# TASK INSTRUCTIONS
Return each line of the data below that contains the word "hair", copied unchanged.

# SUPPLIED MATERIAL
● ● ● ● ●
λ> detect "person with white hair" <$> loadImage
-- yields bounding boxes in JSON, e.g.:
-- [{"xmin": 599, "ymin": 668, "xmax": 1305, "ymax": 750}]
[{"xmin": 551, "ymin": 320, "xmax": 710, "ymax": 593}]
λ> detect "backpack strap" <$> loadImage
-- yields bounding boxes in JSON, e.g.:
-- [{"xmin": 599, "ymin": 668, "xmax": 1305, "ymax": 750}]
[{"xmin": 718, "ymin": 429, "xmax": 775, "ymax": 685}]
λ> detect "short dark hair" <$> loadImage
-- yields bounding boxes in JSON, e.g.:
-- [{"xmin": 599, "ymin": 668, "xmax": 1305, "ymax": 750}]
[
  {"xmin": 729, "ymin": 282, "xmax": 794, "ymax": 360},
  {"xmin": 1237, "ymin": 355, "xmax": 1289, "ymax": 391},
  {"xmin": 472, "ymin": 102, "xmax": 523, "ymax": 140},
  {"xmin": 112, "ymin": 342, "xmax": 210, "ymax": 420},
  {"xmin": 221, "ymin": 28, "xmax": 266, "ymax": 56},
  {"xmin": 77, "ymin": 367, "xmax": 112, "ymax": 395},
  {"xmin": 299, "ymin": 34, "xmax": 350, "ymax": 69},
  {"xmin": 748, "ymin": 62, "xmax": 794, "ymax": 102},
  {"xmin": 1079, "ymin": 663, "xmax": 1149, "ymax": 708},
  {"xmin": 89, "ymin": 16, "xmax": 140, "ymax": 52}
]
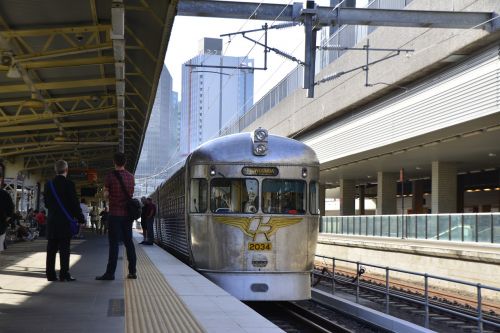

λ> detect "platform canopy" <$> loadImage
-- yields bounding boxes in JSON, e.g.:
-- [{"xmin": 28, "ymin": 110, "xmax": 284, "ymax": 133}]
[{"xmin": 0, "ymin": 0, "xmax": 178, "ymax": 177}]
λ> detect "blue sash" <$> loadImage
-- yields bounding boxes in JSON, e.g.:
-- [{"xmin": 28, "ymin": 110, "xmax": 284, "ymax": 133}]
[{"xmin": 49, "ymin": 180, "xmax": 78, "ymax": 235}]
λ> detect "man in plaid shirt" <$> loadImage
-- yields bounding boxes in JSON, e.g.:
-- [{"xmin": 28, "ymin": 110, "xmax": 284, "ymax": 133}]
[{"xmin": 96, "ymin": 153, "xmax": 137, "ymax": 280}]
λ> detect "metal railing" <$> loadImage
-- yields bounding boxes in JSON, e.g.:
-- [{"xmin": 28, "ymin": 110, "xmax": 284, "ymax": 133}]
[
  {"xmin": 313, "ymin": 255, "xmax": 500, "ymax": 332},
  {"xmin": 320, "ymin": 213, "xmax": 500, "ymax": 244}
]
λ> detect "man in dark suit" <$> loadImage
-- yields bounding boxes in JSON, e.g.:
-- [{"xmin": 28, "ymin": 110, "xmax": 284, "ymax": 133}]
[
  {"xmin": 0, "ymin": 163, "xmax": 14, "ymax": 252},
  {"xmin": 44, "ymin": 160, "xmax": 85, "ymax": 281}
]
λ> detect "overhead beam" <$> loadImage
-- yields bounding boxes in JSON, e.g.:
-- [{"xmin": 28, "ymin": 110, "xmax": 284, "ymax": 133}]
● ● ● ● ●
# CORRECT ANSWER
λ> detect "person with white hair" <$> loadImage
λ> detect "short dark hair" <$> loadImage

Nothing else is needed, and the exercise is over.